BEGIN RECORDS SUPPLIED

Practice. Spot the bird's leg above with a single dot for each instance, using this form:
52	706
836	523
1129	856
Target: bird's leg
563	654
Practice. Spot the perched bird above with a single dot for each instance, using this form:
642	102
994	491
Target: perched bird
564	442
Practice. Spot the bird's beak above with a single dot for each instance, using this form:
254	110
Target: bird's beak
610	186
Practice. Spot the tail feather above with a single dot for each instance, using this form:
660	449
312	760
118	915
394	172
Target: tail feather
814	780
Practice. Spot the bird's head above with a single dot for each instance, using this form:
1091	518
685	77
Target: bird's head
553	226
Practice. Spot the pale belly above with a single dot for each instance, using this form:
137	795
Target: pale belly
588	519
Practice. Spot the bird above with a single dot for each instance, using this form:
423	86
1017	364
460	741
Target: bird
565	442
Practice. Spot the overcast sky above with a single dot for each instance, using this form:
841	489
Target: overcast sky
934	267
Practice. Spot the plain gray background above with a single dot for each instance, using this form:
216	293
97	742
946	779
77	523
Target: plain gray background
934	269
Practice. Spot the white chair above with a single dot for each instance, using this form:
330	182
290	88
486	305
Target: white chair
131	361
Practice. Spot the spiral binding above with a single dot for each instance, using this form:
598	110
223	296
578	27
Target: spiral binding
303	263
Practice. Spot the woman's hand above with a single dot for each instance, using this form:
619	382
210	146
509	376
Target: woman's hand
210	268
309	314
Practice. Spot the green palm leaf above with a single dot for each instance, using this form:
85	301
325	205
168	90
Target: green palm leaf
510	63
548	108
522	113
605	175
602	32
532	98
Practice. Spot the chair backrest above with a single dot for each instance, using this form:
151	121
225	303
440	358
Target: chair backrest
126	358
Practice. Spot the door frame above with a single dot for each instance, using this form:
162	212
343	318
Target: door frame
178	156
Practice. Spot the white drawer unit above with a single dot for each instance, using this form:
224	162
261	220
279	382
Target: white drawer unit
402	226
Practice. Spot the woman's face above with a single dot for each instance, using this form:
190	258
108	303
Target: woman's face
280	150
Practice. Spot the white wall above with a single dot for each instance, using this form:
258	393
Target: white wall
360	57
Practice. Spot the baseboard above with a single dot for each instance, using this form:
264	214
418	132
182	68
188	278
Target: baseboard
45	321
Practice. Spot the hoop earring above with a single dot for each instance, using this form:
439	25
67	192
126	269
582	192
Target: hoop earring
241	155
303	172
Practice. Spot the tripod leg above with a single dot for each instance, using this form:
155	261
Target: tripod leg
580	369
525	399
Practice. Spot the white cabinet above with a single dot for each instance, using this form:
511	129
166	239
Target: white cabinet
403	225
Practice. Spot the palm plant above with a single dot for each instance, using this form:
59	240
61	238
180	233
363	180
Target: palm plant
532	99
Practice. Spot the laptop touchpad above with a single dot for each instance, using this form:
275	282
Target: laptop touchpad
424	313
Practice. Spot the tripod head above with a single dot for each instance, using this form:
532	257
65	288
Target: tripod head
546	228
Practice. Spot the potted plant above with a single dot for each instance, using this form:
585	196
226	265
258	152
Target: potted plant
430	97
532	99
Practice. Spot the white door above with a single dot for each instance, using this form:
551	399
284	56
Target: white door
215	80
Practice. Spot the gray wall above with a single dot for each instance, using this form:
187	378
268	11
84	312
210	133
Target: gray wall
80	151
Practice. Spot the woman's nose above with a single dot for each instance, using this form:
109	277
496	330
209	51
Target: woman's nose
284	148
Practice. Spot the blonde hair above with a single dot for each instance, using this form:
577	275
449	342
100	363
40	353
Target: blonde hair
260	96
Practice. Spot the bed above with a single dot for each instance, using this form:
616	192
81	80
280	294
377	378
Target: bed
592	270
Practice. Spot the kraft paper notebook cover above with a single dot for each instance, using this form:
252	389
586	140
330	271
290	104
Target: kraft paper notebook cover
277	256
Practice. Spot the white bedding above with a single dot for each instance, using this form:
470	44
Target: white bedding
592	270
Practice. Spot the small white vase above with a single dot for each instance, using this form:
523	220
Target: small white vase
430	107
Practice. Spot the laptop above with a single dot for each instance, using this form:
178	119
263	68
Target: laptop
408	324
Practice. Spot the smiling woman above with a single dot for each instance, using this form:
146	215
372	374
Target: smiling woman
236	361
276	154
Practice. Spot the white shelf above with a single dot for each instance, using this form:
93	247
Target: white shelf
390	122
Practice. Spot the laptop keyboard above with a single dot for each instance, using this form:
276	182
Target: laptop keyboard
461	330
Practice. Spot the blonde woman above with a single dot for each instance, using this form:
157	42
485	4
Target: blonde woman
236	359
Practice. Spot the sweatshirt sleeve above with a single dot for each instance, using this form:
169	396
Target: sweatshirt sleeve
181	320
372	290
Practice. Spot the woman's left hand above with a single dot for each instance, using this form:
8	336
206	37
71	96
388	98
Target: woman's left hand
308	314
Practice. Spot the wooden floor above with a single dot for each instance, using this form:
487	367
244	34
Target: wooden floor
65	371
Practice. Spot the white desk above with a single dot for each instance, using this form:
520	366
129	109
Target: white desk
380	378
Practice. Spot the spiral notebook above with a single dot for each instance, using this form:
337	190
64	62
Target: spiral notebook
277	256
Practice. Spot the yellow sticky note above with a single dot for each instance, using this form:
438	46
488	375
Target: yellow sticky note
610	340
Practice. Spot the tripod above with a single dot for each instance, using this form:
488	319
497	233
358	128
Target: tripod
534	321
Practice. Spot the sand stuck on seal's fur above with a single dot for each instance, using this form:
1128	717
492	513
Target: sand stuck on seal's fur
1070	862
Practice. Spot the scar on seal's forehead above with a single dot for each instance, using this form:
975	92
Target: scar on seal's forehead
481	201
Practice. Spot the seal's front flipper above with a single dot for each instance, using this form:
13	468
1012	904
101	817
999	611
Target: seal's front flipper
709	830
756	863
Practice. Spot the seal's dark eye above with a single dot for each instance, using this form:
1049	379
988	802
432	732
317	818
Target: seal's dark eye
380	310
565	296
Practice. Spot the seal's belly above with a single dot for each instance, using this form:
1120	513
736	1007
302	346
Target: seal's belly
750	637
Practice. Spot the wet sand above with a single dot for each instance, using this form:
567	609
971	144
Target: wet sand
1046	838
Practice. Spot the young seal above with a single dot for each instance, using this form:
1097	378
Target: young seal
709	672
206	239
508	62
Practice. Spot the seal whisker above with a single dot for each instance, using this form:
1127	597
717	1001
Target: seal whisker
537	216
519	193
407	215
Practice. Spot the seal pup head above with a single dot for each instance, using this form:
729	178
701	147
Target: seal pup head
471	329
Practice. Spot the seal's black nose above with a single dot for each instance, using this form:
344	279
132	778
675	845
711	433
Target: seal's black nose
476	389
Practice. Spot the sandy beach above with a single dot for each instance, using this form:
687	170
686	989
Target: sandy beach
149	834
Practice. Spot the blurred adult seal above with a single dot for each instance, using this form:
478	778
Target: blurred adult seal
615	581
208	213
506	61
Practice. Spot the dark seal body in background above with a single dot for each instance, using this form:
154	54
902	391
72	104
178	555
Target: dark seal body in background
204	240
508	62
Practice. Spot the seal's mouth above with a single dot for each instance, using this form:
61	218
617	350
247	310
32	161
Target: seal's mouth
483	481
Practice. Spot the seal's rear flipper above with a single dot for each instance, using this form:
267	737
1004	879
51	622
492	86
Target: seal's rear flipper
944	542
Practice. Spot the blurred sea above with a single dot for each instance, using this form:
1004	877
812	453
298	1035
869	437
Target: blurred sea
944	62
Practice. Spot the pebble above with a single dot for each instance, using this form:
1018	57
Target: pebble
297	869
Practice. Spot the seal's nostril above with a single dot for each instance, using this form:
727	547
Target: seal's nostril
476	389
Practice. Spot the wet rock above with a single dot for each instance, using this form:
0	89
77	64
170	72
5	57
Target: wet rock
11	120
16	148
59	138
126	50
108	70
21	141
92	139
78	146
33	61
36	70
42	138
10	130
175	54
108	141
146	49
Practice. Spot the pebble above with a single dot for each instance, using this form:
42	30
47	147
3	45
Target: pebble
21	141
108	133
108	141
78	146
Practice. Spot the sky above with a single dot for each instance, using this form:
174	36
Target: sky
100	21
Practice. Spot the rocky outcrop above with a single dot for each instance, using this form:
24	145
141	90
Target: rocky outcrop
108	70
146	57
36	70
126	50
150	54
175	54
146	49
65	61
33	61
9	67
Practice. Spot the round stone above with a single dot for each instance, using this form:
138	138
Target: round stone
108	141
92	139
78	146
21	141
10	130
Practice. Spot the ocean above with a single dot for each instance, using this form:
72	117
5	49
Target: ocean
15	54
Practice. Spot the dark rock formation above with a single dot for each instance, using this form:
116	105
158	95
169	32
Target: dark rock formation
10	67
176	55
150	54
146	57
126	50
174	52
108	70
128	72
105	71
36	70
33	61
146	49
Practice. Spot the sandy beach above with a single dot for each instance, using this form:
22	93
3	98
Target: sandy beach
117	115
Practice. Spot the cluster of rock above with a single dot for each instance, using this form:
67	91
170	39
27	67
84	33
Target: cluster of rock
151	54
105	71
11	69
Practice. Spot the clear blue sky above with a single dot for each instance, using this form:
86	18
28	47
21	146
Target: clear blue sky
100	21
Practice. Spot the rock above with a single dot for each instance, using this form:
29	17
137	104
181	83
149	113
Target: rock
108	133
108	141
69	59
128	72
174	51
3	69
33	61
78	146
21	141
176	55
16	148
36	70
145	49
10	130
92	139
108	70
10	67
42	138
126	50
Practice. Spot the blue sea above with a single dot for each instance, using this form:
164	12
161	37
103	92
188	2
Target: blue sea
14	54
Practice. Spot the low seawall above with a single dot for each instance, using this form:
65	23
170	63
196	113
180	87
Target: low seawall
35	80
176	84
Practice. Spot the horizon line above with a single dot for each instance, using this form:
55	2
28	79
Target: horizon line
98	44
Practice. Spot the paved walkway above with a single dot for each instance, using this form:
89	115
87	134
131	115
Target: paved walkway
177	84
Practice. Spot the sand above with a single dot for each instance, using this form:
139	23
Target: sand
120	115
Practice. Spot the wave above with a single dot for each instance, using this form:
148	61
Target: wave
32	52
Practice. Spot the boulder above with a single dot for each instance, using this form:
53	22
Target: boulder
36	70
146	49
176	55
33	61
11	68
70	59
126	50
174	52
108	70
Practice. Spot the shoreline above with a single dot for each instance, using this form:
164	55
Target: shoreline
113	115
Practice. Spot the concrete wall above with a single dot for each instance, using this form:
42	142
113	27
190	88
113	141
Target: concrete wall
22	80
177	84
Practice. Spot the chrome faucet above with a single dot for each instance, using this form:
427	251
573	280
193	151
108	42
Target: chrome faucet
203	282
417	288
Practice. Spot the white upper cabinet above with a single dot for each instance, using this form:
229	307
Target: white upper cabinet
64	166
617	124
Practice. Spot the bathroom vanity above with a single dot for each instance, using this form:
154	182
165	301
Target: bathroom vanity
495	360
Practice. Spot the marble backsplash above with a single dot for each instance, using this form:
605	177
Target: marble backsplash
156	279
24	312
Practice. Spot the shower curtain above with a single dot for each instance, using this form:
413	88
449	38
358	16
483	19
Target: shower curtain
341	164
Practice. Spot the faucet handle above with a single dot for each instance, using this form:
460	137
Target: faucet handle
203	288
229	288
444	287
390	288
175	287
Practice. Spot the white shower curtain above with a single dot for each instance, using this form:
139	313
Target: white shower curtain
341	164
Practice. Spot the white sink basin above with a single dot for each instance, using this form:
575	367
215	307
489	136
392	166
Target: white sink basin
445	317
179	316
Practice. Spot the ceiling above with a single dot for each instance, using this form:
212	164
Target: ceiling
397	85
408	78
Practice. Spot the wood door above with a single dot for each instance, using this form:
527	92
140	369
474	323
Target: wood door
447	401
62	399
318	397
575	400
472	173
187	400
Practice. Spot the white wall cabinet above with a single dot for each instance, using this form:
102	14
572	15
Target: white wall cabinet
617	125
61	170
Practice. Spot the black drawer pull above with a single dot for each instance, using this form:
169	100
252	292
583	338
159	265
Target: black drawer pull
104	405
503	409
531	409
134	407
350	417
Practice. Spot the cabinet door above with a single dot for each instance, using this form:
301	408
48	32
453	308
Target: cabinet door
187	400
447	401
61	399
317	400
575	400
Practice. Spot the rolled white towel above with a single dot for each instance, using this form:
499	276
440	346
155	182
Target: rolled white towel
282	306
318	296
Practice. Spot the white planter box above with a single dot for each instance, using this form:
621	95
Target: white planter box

END RECORDS SUPPLIED

▶ **WORK REQUEST**: The answer must consist of every line above that holds the string "planter", copied exactly.

▶ **FINISHED TASK**:
Practice. Spot the white planter box above with a single dot for each instance, using this form:
Target: white planter box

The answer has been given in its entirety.